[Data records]

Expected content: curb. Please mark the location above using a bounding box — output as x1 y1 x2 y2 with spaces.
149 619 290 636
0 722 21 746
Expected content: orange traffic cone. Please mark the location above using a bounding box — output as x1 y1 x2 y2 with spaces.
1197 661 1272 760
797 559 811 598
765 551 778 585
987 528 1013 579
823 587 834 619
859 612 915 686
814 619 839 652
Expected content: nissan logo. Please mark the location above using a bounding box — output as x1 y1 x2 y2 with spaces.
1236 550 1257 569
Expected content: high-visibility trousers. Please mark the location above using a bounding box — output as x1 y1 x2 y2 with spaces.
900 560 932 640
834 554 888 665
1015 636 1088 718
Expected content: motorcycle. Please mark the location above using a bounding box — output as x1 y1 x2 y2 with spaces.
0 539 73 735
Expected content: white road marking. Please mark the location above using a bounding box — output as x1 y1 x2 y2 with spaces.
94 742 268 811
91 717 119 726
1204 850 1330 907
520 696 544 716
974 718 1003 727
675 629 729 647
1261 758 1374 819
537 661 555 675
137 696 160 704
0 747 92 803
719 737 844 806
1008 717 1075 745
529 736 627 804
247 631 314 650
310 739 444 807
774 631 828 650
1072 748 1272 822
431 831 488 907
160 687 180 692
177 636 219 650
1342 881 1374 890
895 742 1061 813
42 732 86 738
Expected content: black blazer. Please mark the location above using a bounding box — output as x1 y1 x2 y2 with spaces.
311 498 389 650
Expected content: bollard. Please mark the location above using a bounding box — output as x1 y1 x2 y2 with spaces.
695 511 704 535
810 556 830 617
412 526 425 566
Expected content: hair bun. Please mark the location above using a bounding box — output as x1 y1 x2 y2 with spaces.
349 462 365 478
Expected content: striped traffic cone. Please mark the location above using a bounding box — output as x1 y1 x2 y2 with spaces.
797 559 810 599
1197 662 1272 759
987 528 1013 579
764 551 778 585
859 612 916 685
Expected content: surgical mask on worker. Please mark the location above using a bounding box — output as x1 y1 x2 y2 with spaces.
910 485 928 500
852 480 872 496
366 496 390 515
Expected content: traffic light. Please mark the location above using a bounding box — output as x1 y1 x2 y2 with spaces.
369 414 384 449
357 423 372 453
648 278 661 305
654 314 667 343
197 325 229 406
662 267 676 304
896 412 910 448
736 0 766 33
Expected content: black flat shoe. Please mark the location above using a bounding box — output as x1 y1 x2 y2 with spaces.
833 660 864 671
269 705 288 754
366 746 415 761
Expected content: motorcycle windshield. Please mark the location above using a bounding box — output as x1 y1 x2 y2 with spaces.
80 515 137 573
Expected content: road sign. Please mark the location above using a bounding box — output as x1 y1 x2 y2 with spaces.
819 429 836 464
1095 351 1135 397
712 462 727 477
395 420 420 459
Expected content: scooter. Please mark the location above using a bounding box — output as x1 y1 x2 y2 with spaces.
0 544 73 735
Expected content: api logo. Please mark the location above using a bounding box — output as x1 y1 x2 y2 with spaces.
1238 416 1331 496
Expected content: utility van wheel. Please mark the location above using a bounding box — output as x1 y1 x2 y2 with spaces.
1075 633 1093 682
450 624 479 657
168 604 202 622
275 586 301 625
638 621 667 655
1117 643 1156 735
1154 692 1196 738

* _REQUIRED ACTION_
Give every entry back unchanged. Leave none out.

* _FINISHED TASK_
Expected content: curb. Please mark the location above using a bounding box — output as x1 y1 x2 y2 with spaces.
149 619 290 636
0 722 21 746
Expected content: orange traffic cone. Please mark the location above using a bounding box — output as x1 y1 x2 y2 with spaces.
1197 661 1272 760
797 559 811 598
765 551 778 585
987 528 1013 579
823 587 834 619
859 612 915 686
814 619 839 652
Expected content: nissan logo. Please mark the location above using a bounding box — output as x1 y1 x2 y2 with spaces.
1236 550 1257 569
Expected content: high-visibility trousers. Please mark the location above using a bounding box — output as x1 y1 x2 y2 with spaces.
900 560 932 640
834 554 888 665
1015 636 1088 718
Expected content: motorcycle. Please mark the location above using a bounding box — output as x1 y1 x2 y2 with spaces.
0 539 73 735
Expected content: white road marking. Please mark the location above using a bounding box — output as x1 y1 x2 y2 with spaces.
94 742 268 811
91 717 119 726
1204 850 1330 907
520 696 544 716
974 718 1003 727
675 629 729 647
1261 758 1374 819
537 661 555 675
137 696 160 704
0 747 92 803
719 737 844 806
1008 717 1075 745
529 736 627 804
247 631 314 650
310 739 444 807
774 631 828 650
1072 748 1272 822
431 831 488 907
160 687 180 692
177 636 219 650
1342 881 1374 890
895 742 1061 813
42 732 86 738
Expected content: black blazer. Please mark the location above using a bounding box — output as x1 y1 x2 y2 with spaces.
311 498 389 650
Expected content: bollard. Please mark the location above using a bounding box — output as x1 y1 x2 y2 with spaces.
695 511 704 535
810 556 830 617
412 526 425 566
Expected content: hair bun. Please mark the location above using a bounding box — output as x1 y1 x2 y2 with spaces.
349 462 365 478
Expected content: striped traffic cone. Please mark the location above using a bounding box — output as x1 y1 x2 y2 with spaces.
797 559 810 599
1197 662 1272 759
987 528 1013 579
764 551 778 585
859 612 916 685
Expected content: surgical mask on worker. Please mark the location above using a bounding box — output as x1 y1 x2 y2 with spaces.
910 485 928 500
852 480 872 496
366 496 390 515
Expected content: traffic light. Please mark the location above using a bounding box — output as x1 y1 x2 y2 with spaces.
369 414 384 449
357 423 372 453
648 278 661 305
654 314 667 343
197 325 229 406
662 267 676 304
896 412 910 448
736 0 766 33
Expected content: black flat shoe. Please mark the location above using a bounding box — output as x1 y1 x2 y2 with spaces.
833 660 864 671
269 705 288 754
366 746 415 761
Expected content: motorcycle windshield. Please mark the location above using a bounding box — output as x1 y1 x2 y2 with spaces.
80 515 137 573
Expected content: road sign. Please mark the location above using a bounding box — output as x1 y1 x2 y2 with spaces.
819 429 836 464
1095 351 1135 397
712 462 727 477
395 420 420 459
Expected content: scooter. Please mark the location above using a bounding box — output as x1 y1 x2 y2 with spaces.
0 544 73 735
Expected content: api logo. Please mark the location above using a bounding box — output as x1 y1 x2 y2 with spaces.
1238 416 1331 496
Expected content: utility van wheel. Please mark the location above using a bounding box — output as x1 y1 x2 y2 with spaces.
1075 633 1093 682
450 624 479 657
168 604 202 622
275 586 301 625
638 621 667 655
1117 643 1156 735
1154 692 1196 738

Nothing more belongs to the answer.